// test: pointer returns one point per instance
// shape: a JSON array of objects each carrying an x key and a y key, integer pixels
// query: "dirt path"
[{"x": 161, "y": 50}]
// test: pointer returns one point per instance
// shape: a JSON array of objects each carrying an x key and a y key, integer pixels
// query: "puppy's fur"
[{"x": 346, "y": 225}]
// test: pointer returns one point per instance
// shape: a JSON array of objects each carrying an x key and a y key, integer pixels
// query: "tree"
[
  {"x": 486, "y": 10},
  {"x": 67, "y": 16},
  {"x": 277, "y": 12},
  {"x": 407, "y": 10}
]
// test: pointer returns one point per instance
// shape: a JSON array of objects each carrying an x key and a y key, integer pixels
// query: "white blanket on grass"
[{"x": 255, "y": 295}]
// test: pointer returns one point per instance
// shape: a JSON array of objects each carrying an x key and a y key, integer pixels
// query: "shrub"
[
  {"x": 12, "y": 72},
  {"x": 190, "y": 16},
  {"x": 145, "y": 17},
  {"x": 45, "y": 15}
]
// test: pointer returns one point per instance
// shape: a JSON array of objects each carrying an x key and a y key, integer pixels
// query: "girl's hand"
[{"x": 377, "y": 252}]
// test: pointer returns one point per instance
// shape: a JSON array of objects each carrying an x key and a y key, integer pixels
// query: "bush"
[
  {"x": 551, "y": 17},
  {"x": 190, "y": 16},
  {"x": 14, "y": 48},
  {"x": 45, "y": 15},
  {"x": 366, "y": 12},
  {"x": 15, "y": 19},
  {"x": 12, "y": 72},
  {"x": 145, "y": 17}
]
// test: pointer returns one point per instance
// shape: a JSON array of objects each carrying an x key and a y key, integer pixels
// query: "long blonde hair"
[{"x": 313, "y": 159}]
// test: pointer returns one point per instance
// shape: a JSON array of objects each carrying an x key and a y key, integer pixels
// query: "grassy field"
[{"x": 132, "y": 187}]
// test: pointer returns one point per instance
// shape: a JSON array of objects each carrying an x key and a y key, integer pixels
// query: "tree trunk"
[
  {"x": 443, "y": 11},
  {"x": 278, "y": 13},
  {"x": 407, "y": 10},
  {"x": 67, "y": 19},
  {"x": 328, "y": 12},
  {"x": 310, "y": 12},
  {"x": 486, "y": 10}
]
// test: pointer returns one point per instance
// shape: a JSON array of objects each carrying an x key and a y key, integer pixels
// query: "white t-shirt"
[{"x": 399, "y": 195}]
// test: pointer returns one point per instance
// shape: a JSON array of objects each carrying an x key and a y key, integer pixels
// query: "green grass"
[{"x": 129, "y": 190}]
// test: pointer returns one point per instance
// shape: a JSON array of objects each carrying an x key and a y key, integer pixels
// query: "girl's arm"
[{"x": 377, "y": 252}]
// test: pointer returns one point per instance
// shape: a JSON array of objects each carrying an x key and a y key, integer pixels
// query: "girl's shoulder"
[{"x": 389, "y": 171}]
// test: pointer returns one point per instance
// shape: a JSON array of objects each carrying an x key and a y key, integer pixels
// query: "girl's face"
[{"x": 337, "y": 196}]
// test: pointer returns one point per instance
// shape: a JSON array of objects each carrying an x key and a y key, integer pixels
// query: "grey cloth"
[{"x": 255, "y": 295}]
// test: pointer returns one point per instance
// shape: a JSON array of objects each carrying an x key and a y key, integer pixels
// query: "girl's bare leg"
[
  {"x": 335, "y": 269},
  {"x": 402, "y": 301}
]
==
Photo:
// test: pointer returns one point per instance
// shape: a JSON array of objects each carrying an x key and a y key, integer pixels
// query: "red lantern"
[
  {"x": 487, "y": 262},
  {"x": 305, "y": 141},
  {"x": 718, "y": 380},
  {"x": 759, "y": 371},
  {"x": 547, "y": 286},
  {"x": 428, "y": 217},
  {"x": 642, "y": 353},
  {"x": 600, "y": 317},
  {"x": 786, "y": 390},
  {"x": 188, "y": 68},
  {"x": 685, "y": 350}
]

**Exercise objective**
Gather every line from the two blocks that holds the word "girl" and list each one in full.

**Answer to this problem**
// query: "girl's hand"
// query: "girl's arm"
// query: "girl's shoulder"
// query: "girl's face"
// query: "girl's bare leg"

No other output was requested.